▶ MATERIAL FOR THIS EXERCISE:

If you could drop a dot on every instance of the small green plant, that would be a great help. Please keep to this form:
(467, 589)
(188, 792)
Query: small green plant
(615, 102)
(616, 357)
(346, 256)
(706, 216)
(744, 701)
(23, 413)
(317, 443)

▶ TASK REQUIREMENTS: Convert the records above into a Markdown table with two columns, Line No. and Content. Give each nonblank line its own row, numbered in order.

▶ RESPONSE FOR THIS EXERCISE:
| Line No. | Content |
|---|---|
| 1 | If you could drop a dot on every instance of the small green plant, that would be a great help. Please keep to this form: |
| 2 | (467, 589) |
| 3 | (188, 792) |
| 4 | Query: small green plant |
| 5 | (615, 102) |
| 6 | (616, 357) |
| 7 | (346, 256) |
| 8 | (706, 216) |
| 9 | (744, 701) |
| 10 | (23, 413) |
| 11 | (317, 443) |